-- start DATA EXCERPTS --

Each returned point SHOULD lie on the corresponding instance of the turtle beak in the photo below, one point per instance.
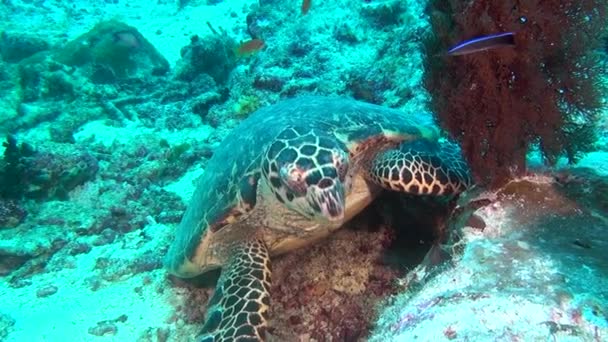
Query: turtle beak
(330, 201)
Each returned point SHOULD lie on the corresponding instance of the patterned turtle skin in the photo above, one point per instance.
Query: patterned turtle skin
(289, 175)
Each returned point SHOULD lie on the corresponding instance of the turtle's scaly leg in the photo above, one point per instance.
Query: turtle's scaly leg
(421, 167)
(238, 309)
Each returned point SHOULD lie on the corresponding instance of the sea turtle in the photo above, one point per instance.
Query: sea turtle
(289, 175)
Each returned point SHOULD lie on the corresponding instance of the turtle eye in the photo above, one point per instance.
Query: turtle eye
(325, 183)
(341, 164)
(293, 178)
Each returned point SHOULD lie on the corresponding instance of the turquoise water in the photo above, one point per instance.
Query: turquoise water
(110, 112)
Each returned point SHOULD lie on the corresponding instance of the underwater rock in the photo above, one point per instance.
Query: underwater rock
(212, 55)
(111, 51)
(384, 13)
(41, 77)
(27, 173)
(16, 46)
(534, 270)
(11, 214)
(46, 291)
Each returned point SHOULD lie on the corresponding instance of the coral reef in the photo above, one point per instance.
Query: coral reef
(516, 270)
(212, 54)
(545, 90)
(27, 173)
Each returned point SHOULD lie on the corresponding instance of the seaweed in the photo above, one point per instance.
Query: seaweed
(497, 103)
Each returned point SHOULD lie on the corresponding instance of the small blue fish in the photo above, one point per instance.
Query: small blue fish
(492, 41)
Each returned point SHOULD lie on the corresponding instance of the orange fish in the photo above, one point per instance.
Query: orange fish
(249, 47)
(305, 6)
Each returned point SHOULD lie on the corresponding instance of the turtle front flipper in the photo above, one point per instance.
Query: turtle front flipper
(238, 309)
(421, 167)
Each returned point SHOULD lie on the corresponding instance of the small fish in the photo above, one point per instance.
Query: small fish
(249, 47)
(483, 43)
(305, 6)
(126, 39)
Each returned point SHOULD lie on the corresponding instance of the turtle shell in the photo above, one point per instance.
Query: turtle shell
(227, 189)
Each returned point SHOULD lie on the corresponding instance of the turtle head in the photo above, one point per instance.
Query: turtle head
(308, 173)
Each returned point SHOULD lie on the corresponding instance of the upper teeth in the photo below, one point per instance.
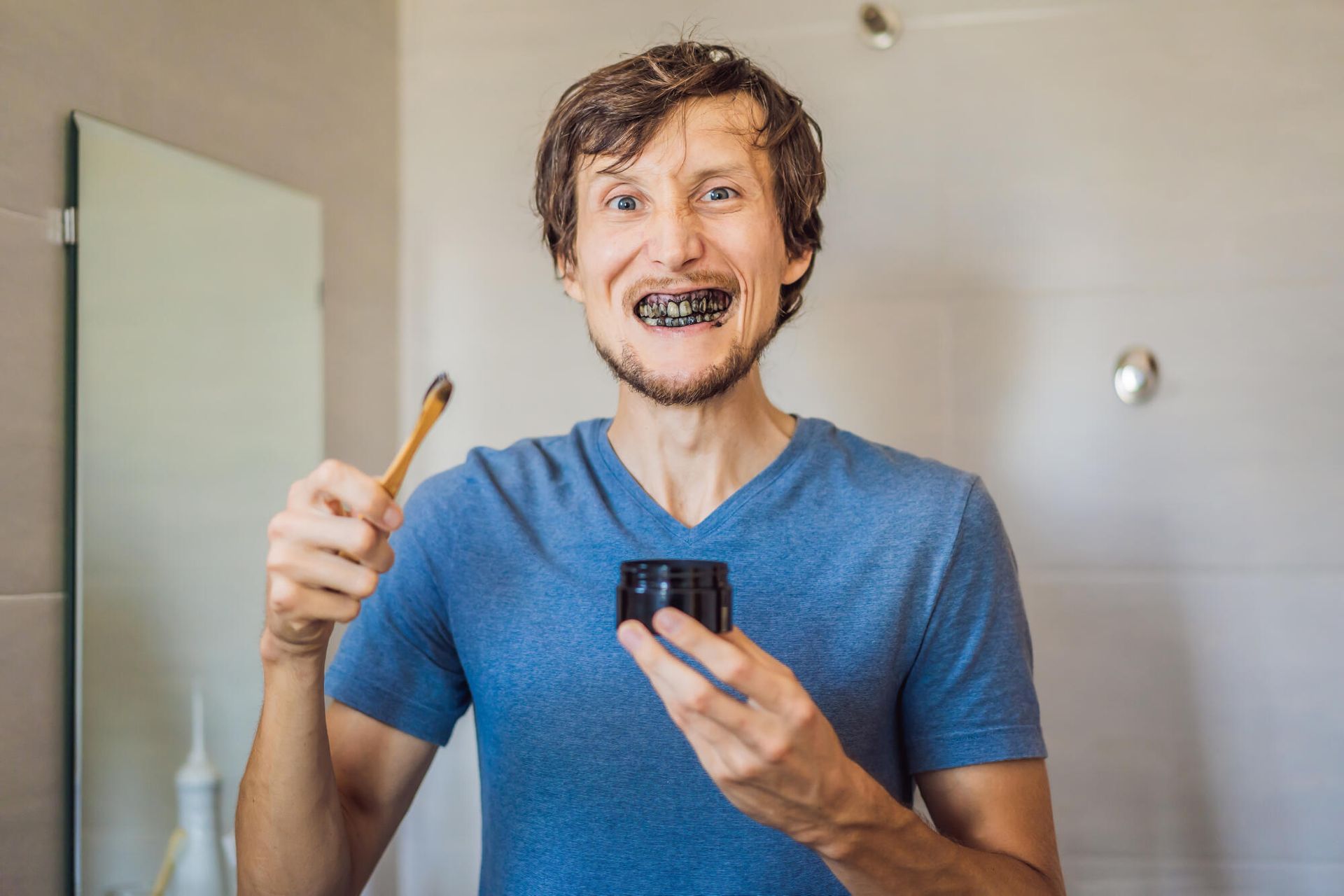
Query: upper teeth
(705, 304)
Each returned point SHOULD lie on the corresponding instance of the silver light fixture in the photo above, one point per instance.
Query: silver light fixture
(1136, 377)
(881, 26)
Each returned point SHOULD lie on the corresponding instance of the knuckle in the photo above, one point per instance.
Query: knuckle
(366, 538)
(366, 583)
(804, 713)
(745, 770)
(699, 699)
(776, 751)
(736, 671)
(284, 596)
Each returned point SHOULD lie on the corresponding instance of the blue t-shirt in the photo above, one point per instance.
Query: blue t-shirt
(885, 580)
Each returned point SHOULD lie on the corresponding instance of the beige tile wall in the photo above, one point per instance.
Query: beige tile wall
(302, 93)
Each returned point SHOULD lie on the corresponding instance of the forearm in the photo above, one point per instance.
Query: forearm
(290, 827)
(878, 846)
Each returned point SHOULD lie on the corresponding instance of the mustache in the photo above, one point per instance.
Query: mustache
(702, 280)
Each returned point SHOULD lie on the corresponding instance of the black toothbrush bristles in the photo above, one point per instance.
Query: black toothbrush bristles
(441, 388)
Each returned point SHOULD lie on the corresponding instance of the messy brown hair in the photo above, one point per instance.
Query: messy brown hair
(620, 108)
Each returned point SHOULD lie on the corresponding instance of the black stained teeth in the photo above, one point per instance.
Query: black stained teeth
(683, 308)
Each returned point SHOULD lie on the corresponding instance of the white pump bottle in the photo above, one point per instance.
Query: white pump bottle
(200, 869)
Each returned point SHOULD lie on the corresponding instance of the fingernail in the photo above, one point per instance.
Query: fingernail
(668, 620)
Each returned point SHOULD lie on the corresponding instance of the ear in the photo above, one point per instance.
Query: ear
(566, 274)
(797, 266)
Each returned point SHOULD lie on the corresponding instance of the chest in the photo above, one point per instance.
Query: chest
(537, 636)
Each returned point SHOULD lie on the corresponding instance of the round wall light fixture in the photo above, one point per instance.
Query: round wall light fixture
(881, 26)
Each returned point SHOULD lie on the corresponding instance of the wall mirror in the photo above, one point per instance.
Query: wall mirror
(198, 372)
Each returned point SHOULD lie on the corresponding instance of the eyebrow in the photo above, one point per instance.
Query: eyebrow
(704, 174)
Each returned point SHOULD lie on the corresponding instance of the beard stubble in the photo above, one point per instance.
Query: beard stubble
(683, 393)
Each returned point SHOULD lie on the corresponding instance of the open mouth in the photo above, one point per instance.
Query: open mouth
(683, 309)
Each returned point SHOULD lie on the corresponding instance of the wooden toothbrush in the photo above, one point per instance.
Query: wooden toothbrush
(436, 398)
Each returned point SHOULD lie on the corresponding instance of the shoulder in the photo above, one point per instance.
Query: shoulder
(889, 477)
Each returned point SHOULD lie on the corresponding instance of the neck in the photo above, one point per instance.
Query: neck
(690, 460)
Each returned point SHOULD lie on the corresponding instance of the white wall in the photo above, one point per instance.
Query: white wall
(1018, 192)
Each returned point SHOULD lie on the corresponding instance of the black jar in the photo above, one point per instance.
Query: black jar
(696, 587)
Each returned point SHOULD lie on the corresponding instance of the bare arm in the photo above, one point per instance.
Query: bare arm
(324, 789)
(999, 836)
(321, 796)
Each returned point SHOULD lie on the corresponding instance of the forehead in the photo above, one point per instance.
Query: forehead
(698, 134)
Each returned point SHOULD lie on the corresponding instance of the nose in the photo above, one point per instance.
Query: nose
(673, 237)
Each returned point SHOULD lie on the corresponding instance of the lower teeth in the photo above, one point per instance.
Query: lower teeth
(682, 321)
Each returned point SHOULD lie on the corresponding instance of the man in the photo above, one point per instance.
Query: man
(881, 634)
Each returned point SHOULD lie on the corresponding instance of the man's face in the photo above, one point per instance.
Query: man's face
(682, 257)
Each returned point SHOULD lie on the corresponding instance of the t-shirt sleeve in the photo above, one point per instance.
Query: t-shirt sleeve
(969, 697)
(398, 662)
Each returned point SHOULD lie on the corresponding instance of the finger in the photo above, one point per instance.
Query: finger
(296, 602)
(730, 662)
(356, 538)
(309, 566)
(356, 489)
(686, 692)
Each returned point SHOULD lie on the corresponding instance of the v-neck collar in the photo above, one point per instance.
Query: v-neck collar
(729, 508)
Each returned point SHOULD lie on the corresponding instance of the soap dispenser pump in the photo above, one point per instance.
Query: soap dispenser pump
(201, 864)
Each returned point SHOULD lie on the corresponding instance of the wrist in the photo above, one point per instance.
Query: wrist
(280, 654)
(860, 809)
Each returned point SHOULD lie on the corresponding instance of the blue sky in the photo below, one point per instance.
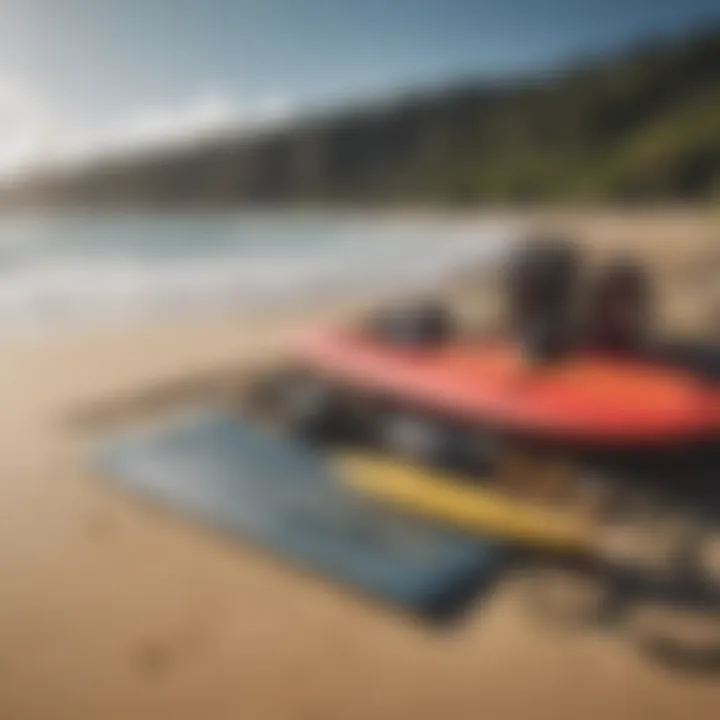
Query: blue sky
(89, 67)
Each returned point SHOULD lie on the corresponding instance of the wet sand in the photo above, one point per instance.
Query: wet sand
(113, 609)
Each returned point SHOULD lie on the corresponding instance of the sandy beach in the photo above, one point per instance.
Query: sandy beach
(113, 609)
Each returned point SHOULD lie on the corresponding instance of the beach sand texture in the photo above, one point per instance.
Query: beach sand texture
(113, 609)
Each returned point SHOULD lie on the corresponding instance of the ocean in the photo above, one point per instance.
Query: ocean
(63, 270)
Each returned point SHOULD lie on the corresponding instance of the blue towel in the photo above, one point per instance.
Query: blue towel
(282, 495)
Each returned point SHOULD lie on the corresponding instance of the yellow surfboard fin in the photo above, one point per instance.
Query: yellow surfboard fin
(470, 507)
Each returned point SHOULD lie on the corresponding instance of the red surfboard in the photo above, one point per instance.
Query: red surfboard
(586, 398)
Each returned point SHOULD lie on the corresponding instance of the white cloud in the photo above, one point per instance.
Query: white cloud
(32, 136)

-- end DATA EXCERPTS --

(AIM): Retype exactly, please, each line from the line that contains "of the sandy" through the last line of the entries above, with nothing added.

(EXERCISE SOLUTION):
Each returned point SHOULD lie on the corresponding instance of the sandy beach in the photo above, one point per instance.
Query: sandy beach
(113, 609)
Each returned point SHOULD lie on the corresponding instance of the beach sand texture in the photo above, one point per instance.
Query: beach sand texture
(113, 609)
Each returned point SHOULD lie on the corresponding instance of the ocean in the photo above, one point per instance.
Query: ocean
(63, 270)
Each returned point SHOULD lie on the corresponding instance of the blue towel in the photo above, one point per instance.
Query: blue towel
(282, 495)
Each returned point SHOULD lie on the corresponding instance of the yellow surfboard fin in the photo above, one point per instance.
Query: yellow surfboard fin
(470, 507)
Each returned point SHOULD lie on the corresponding instance of the red surfboard in the photo above, one point per instance.
Query: red surfboard
(586, 398)
Each returned point SHOULD lie on the corresponding instance of the white cloud in the photo above, one point per instance.
Query: white cloud
(32, 136)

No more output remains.